Input data
--- begin ---

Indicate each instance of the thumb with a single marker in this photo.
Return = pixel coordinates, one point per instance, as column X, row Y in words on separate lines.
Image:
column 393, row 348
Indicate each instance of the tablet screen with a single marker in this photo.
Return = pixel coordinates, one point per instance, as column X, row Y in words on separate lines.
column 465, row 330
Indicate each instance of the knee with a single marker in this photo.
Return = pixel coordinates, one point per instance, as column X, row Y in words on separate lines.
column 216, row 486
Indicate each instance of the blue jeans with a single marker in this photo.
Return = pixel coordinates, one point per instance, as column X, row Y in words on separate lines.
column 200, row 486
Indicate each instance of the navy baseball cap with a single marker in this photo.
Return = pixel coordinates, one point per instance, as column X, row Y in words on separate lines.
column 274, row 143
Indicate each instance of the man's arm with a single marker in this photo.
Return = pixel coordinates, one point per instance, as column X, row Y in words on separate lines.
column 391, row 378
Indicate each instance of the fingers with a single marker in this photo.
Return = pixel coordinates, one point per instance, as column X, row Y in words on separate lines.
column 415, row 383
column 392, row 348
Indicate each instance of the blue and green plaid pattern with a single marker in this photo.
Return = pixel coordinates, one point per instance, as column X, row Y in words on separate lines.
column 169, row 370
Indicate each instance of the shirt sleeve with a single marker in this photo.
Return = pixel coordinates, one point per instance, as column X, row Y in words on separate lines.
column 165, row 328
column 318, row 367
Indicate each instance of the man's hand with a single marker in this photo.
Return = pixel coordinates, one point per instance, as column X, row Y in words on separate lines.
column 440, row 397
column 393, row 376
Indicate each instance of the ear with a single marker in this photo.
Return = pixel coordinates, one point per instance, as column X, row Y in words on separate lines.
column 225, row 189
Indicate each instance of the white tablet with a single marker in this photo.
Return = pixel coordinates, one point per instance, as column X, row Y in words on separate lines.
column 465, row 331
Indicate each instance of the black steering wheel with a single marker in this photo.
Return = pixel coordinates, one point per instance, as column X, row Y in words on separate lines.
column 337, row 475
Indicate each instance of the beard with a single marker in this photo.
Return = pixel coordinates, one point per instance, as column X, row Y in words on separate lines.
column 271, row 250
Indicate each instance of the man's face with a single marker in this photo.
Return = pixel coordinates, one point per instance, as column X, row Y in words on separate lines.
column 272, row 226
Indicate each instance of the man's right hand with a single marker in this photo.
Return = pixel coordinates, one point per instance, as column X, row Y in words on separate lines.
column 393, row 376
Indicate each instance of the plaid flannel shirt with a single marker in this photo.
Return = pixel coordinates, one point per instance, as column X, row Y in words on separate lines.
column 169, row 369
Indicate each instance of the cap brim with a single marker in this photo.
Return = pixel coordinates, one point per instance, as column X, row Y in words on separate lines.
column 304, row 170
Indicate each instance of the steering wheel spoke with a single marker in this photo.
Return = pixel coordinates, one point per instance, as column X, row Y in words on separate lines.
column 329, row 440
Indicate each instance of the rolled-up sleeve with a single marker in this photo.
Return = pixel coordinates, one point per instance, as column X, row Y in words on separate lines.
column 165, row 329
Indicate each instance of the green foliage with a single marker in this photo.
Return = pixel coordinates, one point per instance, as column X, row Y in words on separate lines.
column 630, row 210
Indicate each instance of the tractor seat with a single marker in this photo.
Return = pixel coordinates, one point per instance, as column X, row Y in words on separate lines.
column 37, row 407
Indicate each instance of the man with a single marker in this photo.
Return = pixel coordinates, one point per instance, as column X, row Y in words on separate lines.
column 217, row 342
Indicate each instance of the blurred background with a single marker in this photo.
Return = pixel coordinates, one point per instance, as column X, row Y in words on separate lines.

--- end ---

Work instructions
Rewrite the material from its first line up to and including the line with "column 465, row 330", changing "tablet screen" to "laptop screen" and leaving everything else as it is.

Task solution
Indicate each instance of the thumb with a single marker in this photo.
Return = pixel coordinates, one point per instance, as column X, row Y in words on separate lines.
Image:
column 393, row 348
Indicate each instance of the laptop screen with a single marker in this photo.
Return = pixel coordinates, one point per instance, as column X, row Y in words on separate lines.
column 465, row 330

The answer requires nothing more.